▶ [Problem statement]: Copy out the items word for word, starting at the very beginning and continuing through the line containing "deliver: one GeoJSON".

▶ [Data]:

⁂

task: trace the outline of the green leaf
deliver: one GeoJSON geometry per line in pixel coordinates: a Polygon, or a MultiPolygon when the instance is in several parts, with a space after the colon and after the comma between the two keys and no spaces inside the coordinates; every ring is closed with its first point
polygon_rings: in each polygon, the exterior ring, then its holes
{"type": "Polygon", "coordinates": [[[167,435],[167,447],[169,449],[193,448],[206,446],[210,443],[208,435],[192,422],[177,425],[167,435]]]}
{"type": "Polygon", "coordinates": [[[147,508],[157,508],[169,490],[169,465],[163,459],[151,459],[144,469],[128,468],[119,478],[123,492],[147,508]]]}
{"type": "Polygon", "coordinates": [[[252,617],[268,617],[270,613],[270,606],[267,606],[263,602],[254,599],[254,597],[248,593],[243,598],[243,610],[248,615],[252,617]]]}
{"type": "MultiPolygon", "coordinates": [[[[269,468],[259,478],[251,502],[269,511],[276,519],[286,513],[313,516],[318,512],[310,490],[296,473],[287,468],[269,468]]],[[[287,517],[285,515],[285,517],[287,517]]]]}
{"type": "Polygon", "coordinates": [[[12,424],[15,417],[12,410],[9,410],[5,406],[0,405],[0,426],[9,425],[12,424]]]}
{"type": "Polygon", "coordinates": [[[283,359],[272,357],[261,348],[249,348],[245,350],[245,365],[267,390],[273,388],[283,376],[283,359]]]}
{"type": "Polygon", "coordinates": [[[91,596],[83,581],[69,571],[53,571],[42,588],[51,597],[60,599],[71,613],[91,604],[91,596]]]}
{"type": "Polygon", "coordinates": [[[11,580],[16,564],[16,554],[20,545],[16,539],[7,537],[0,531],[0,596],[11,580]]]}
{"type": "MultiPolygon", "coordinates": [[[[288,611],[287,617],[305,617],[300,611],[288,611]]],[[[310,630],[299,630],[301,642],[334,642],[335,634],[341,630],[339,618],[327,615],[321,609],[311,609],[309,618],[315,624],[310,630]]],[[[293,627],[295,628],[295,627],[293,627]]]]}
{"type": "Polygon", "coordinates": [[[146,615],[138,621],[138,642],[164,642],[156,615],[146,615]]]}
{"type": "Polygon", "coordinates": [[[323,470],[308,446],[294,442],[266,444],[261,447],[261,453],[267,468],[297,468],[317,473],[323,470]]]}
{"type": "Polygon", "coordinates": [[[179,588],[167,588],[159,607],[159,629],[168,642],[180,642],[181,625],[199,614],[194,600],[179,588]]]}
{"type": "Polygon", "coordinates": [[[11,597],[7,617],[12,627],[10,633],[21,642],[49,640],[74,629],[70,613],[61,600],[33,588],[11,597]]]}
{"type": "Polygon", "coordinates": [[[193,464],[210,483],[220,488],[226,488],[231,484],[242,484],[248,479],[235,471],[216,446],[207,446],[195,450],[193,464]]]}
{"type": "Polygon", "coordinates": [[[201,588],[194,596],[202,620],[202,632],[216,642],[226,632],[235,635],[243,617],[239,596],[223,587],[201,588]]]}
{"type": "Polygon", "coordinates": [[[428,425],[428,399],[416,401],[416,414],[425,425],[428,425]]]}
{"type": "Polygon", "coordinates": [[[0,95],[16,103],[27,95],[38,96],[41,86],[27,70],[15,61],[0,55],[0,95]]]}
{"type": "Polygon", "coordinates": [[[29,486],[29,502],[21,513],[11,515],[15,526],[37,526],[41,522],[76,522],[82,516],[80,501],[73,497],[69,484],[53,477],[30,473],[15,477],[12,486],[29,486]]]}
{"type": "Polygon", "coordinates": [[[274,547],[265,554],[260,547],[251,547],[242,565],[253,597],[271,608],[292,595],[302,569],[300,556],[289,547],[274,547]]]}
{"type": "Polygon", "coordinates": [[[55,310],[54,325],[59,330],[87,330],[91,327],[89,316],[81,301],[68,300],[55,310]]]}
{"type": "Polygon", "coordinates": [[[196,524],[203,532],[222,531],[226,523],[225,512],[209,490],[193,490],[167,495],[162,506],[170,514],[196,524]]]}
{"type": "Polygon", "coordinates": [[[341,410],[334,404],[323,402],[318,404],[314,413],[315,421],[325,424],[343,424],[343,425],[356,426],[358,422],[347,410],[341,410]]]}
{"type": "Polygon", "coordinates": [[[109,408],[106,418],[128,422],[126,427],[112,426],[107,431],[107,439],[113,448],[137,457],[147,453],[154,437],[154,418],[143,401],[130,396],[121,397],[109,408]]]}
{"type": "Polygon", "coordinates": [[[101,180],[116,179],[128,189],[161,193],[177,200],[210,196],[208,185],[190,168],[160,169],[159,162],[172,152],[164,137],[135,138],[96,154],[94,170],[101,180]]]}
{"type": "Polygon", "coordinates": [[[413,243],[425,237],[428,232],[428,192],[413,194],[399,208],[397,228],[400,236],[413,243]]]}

⁂

▶ [Completed task]:
task: trace the outline of the green leaf
deliver: one GeoJSON geometry per line in pixel coordinates: a Polygon, or a MultiPolygon when the instance is in several parts, with a space after the colon and after the comma between the two keys and no spaces inside the coordinates; every ring is closed with its first point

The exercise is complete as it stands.